→ Point localization data:
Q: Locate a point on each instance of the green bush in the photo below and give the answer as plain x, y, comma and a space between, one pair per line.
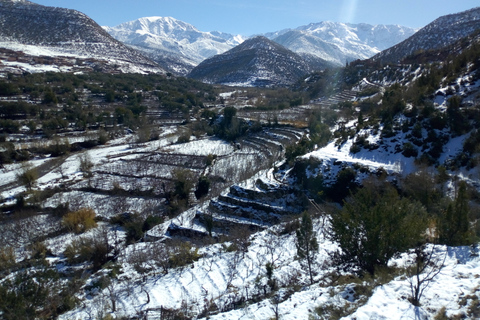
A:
80, 221
375, 224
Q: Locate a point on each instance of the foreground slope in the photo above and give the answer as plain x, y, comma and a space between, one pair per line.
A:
38, 30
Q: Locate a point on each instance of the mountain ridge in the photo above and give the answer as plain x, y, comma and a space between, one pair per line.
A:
256, 62
442, 32
41, 30
184, 46
166, 38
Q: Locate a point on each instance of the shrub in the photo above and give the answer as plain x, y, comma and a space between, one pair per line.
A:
7, 258
28, 176
80, 221
374, 225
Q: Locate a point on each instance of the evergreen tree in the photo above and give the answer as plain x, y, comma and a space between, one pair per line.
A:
374, 225
307, 245
454, 225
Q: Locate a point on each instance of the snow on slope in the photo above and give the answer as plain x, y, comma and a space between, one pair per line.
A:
339, 42
162, 37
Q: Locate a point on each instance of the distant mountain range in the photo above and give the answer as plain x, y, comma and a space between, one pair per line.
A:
256, 62
175, 45
179, 47
442, 32
35, 30
36, 38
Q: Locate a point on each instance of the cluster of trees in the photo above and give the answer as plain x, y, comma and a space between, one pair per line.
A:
92, 99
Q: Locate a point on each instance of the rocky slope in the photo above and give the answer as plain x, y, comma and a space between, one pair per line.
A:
175, 45
256, 62
39, 30
442, 32
340, 42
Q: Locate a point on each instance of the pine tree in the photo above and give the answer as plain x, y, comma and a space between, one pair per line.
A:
307, 245
374, 225
454, 225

→ What needs to be done: Reproduce each entry verbatim, excluding any embedded images.

→ Result for this task:
Q: Locate a point on each instance of the green bush in the photo below and give the answer as plain x, y, comma and a space between, one pair per line.
A:
80, 221
375, 224
Q: Locate a point on each instance of the foreground slope in the photo above and give the answer as plain x, y, comma and a space between, one pair per line.
A:
38, 30
Q: Locate a point on each instance of the mountain ridge in the photo above and give the answer as plain x, y, comma and a space between, one pair per line.
A:
256, 62
442, 32
41, 30
184, 46
166, 38
Q: Locate a point on each instance of the shrub in the photo above and give the answer as plain x, y, comma and a space between, one pair per line.
A:
7, 258
28, 176
80, 221
374, 225
Q: Locate a point on each instance of the evergreen tree in the photo above and give the answer as plain x, y, comma and a space between, one pair per line.
A:
374, 225
307, 245
454, 225
Q: Locate a point on each instance of the snow on slope in the photo above and give the answer as plain x, y, comma and a space between, one pair per line.
A:
339, 42
162, 37
Q: Locate a point on each instance of the distant mountain range in the photo above and give the answer as plain x, y, comma and a space between, one pair per line.
A:
256, 62
175, 45
179, 47
442, 32
35, 30
36, 38
Q: Locate a point on each instance of the cluster of trees in the photo above and give the answer as plain x, y, comma and a space between, one pair per line.
A:
92, 99
Q: Locate a point on each instance of the rocky slope in the photo above and give the answer as plain x, y, comma and a space between, one pair per line.
A:
175, 45
256, 62
39, 30
442, 32
340, 42
Q: Locate a point on each instance of the pine tree in the photo above and give the answer as plain x, y, comma and a space between, one pair per line.
A:
307, 245
374, 225
454, 225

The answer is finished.